**Source document**

Wednesday, November 30, 2011

The 12 Year Old Girl Who Shamed The World

12 years old addressing UN summit

All grown up

Gaining a little weight

Continuing her work

With Dad

Happy Birthday Severn!

I love children... other people's children. I always smile when I see them on the bus doing children things. Sometimes they smile back at me.
I've related previously one of, if not the greatest thing that has ever happened to me while living near downtown Los Angeles.
Alright, if you insist... here it is again:
I told this story to my lovely case manager once in a nearby McDonalds restaurant while waiting for her iced coffee (vanilla). I told her this: One day, several years ago, I had made my way to the bus stop near the corner of Sixth and Central, on the northeast corner, to be exact. At the time it was raining quite hard, and a little river of water was rushing on the street near the sidewalk, rushing into the storm drain. Fairly soon an 18 bus pulled up to the stop... and me, and opened its forward door. Inside was a beautiful little Hispanic girl, who couldn't have been any more than four or five years old, all dressed up for the inclement weather, looking just adorable. Her mother was at the top of the steps, busy with the driver. The little girl came down the steps, looked at me, looked down at the rushing water in the street below between her and the sidewalk, then looked back at me. And this is what happened. She gave me a great big smile while raising both of her little arms way up toward me, thereby demanding that I pick her up and safely transport her across the watery abyss onto the safety of the sidewalk. At this point in my story, Erin went, "Ahhhhh." I dutifully did as the little girl demanded, settling her gently onto the sidewalk. Her mother came down and thanked me, and they continued on their way. I got on the bus and continued on my way. And I'll always remember that as one of the greatest things.
Why do I like children? I like them because they are pure and true, and honest. The younger they are the more honest. They are curious and trusting. Maybe too trusting. They are innocent which is the opposite of being corrupt. They tend to care about issues that affect them in a most direct way. The are unabashedly egocentric. And they are cute... most of the time. As a matter of fact their "cuteness" is a survival mechanism for making adults, including their own parents, look out for them for they are essentially helpless for many years after being born.
And they represent our future. They are our replacements, and therefore are precious and should be treated that way. They are a resource, one that needs to flourish if our species is to maintain itself.
And considering our species as it stands today, the future generations of human beings are going to have to make very hard decisions, and part from the established norms their parents so persistently adhered to. They have to change, quite frankly, or the human species will perish, pulling down a whole bunch of other species along with it.
What were you doing when you were twelve years old, dear readers? I vaguely remember what I was doing only because my father had died the previous year, thus providing an important event in my life my memory can rally around.
When I was twelve my dear mother was in the process of selling the liquor store my father had owned, the store just across the street from Universal Studios. Fairly soon after that I would start taking days off from school, start drinking and smoking, and generally creating a hell on Earth for my mother who was busy trying to make a new life for herself and certainly didn't need my nonsense.

**Objective 1**
Print the blog post from "Gaining a little" to "downtown Los Angeles.".
**Objective 2**
Carry on the blog post about children from where it stops.

**Dataset excerpt**
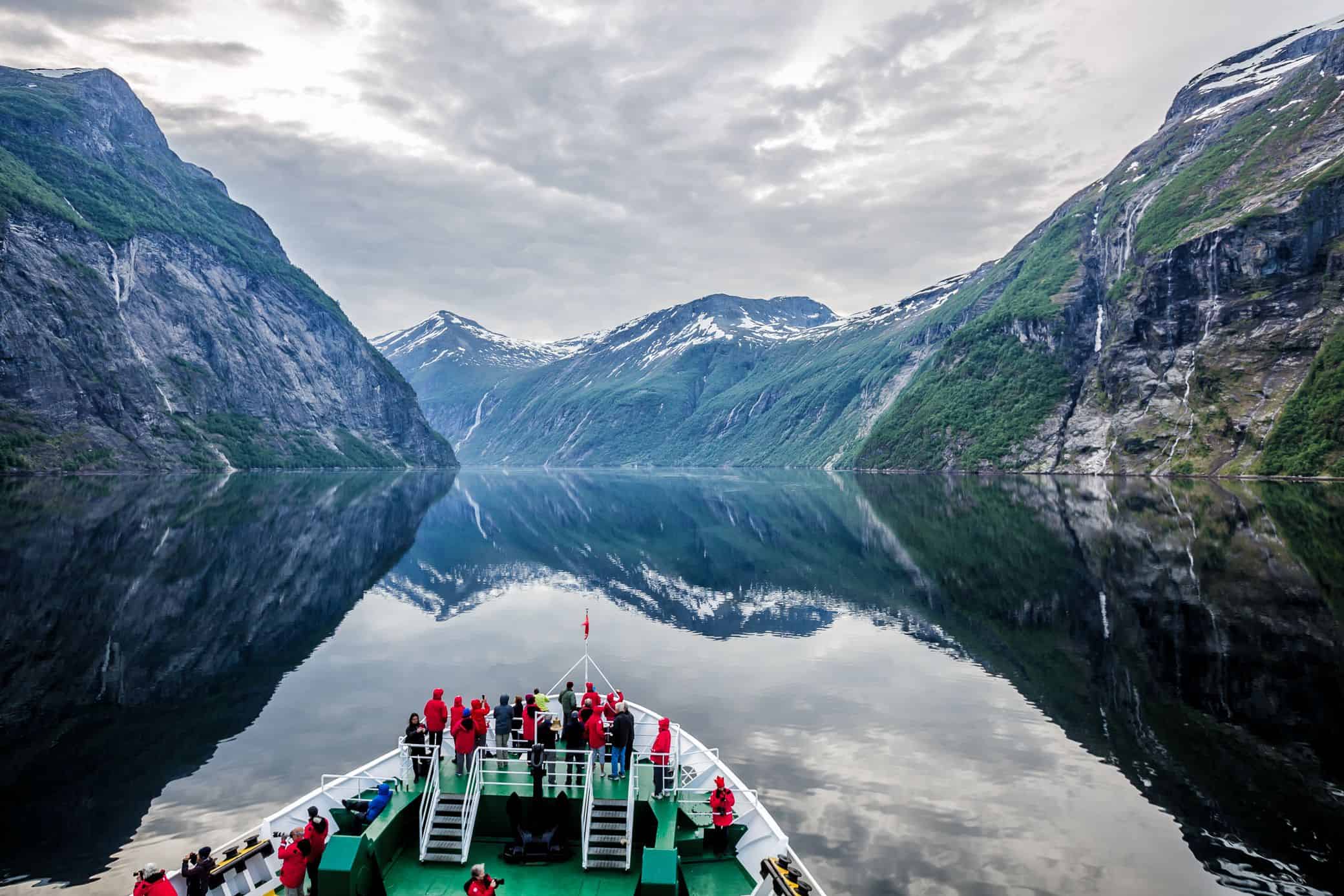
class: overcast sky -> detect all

**Final result 1**
Gaining a little weight

Continuing her work

With Dad

Happy Birthday Severn!

I love children... other people's children. I always smile when I see them on the bus doing children things. Sometimes they smile back at me.
I've related previously one of, if not the greatest thing that has ever happened to me while living near downtown Los Angeles.

**Final result 2**
But such is life. We had to go through what we had to go through I guess. I survived my teenage years, as did my mother, and eventually turned into the great success and self actualized individual I am today. But enough about me.
Some twelve year olds took a much different route. Some, like Severn Cullis Suzuki, while attending elementary school, at age 9, founded the Environmental Children's Organization (ECO), a group of kids dedicated to learning and teaching other kids about environmental issues that affected the entire planet.
That was when she was 9. She was just getting started.
When she was 12, she and a few of her ECO members paid for their way to the Earth Summit, a major United Nations conference held in Rio de Janeiro from June 3rd to the 14th, in 1992. She was the natural spokesperson for her group, and she made an address to the assembly. She was very honest, sincere, non-confrontational, eloquent, and truthful.
In 1992 I was at the Salvation Army in Pasadena trying to get my life together. Severn Cullis Suzuki was busy trying to change the world.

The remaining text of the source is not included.